___ ИЗВЛЕЧЁННЫЙ ТЕКСТ
Некогда Кшиштоф Занусси назвал «Сталкера» «первым русским религиозным фильмом». Бог в «Сталкере» почти не называется. И тем сильнее чувствуется Его — непонятное человеку — присутствие. Человек не «экранирован» от Него ни одной из существующих традиций — которые, может быть, все для советского человека той поры были равно далекими, чуждыми, невнятными, экзотичными. Приходилось говорить об Основе бытия самым что ни на есть первичным, сырым языком: языком самого бытия. Настолько первозданным, что в нем теряют смысл различения «природы» и «культуры»: все в равной мере сотворено, все в равной мере имеет таинственный исток и живо лишь его постоянным чувством. Так на равных правах обитают в бассейне в Зоне рыбы, старый шприц, битая плитка... Исчезает разница между живым и неживым: все живо. Между таинственным и нетаинственным, сакральным и профанным, значительным и незначительным: все таинственно, сакрально, значительно. И любое действие — и то, что кажется мелким, и то, смысл чего невозможно понять, имеет прямое (пусть неявное) отношение к судьбам мира. Так усилие пронести свечу через пустой бассейн может быть способом спасти мироздание. Так сожжение дома, отказ от всех привязанностей, уход в пожизненное молчание одного человека предотвращает Апокалипсис. В его ли только воображении? Мы, спасенные им, об этом уже никогда не узнаем.
«Вот мы и дома» — говорит Сталкер, вступая в Зону. Зона — это часть мира, с которой — так ли уж важно, в результате чего именно?! — содрана задубевшая кожа: это участок бытия с обнаженными нервами, сплошное разверстое чувствилище, которое реагирует на таинственные корни всего сушего небывало остро. И это — Дом, потому что мы все начались именно с этого.
Вполне возможно, что некогда человек чувствовал мир именно гак: в первобытную эпоху или во времена генезиса великих религий. Уязвленный, обожженный бытием человек стал изобретать очки, через которые он мог бы смотреть на это Солнце, не обжигаясь. Ведь оно страшно — хотя бы уже тем, что намного превосходит все человеческое. Со временем очки стали настолько толстыми, что человек перестал видеть что бы то ни было, кроме их самих. Он стал думать, что «реальность» и есть эти очки. Тарковский «очки» сбивает. Поэтому человеку, смотрящему, например, «Зеркало», кажется, что у него расфокусировано зрение: он теряется, он не знает, как это видеть, в какую цельность все это собрать. А надо всего-навсего заново учиться видеть. Без очков. Собственными глазами.
______
___ ЗАПИСИ ДАННЫХ
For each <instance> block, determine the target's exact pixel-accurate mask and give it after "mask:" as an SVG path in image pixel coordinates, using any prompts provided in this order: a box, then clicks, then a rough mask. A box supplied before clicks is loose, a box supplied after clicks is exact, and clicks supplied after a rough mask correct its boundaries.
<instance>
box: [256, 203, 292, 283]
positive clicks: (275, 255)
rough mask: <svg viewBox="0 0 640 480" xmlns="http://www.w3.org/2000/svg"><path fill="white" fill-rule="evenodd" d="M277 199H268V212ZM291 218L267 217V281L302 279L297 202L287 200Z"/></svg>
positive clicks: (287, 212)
______
___ ЗАПИСИ ДАННЫХ
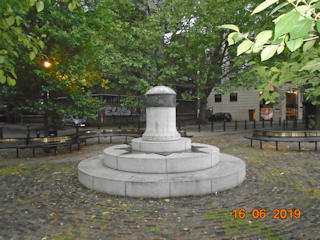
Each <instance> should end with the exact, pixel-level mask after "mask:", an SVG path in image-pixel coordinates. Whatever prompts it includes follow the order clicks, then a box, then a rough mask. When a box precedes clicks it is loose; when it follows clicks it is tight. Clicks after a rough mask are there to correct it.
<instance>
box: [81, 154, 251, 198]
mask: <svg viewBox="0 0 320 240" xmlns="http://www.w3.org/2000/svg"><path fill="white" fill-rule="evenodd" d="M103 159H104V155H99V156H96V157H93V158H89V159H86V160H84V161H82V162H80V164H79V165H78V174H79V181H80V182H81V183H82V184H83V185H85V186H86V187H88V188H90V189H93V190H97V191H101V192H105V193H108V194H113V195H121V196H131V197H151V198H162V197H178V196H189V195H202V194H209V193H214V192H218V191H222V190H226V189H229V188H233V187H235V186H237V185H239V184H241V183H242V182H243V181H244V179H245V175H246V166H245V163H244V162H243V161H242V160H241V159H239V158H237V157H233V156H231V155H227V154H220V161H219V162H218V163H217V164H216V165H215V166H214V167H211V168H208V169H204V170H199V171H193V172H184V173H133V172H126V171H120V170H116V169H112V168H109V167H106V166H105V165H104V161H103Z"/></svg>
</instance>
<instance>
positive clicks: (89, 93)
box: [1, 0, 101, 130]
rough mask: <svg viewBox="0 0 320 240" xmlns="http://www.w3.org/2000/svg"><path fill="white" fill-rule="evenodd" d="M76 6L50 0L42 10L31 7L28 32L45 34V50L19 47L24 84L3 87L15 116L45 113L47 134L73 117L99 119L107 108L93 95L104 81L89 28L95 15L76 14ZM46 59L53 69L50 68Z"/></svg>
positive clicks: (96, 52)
______
## ЧТО НУЖНО СДЕЛАТЬ
Продолжите текст о «Сталкере» Тарковского после его последнего предложения.

## РЕЗУЛЬТАТ УПРАЖНЕНИЯ
Недаром сам Тарковский говорил, будто его фильмы (то же «Зеркало» или «Сталкера») лучше всего понимают люди с «простым», непосредственным, детски-наивным восприятием мира: например, старые необразованные крестьяне или совсем молодые люди. В старых необразованных крестьян, правда, как-то не очень верится. Все-таки это — люди, восприимчивые скорее к традиционным формам искусства — к традиционным подпоркам восприятия. Ни в одной из областей культуры «непосредственного» восприятия давно уже нет — или почти нет. Повсюду свои опосредованности — везде надо заново учиться видеть. Но можно понять, почему так хотелось думать ему самому: это люди — в отличие-де от интеллигенции, зашоренной образованностью, — «без очков». Которые не интерпретируют, не навязывают увиденному заготовленных заранее схем, вычитанных из книг значений. А просто переживают.
Все-таки, кажется, вышло иначе. Настоящей, благодарной, внимательной и чуткой аудиторией Тарковского стали как раз «зашоренные» интеллигенты. Именно они, с их повышенной по сравнению с обитателями прочих слоев социума рефлексией, способны чувствовать условность культуры, отличие ее схем от бытия как такового. Тарковский оказался обречен на элитарность, хотя вовсе к ней не стремился, напротив — адресовался к самой широкой аудитории. Ведь «непосредственность», на самом деле, чрезвычайно элитарна: она дается настолько большим усилием, что, наверное, всегда останется уделом избранных.
Интерпретации Тарковский ненавидел яростно — и не уставал повторять: у него в фильмах нет никаких «символов»! Никаких, избави Боже, иносказаний! Дождь в «Солярисе» — это просто дождь. Лошади и яблоки в «Ивановом детстве» — это просто лошади и яблоки...
Тем не менее — а впрочем, совершенно неизбежно — Тарковский, наверное, один из самых «переинтерпретированных» режиссеров, он стал таковым еще при жизни. Обилие интерпретаций — включая и такие, от которых пришел бы (и не раз приходил!..) в ярость сам автор, — так же естественно, как бесконечная избыточность интерпретаций самой жизни. Которая тоже вся, целиком — указание на свою Основу.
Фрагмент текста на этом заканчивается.